- _Problem_: Rewrite every line of the entries below as a JSON list of strings, one string per line, omitting blank lines and the pictures.

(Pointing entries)
^^^^^^^^

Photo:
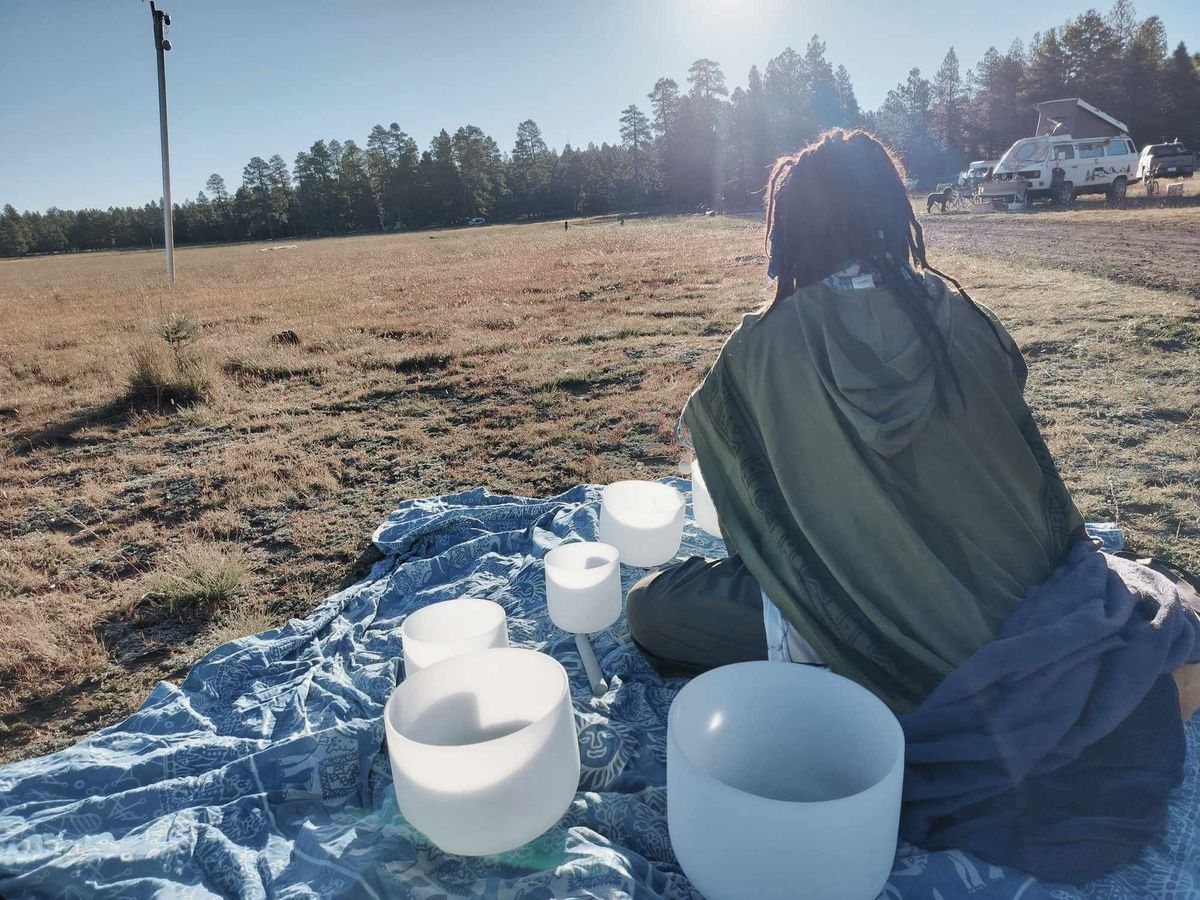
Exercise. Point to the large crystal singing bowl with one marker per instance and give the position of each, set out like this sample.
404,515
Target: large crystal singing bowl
783,781
702,508
450,628
483,748
583,586
643,521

^^^^^^^^

- _Complete output_:
[
  "Photo:",
  "Exercise. Point to the large crystal singing bowl with one marker per instance and give the position of each, set out like this sample.",
  "404,515",
  "Target: large crystal singing bowl",
  "783,781",
  "702,508",
  "450,628",
  "483,748",
  "583,586",
  "643,521"
]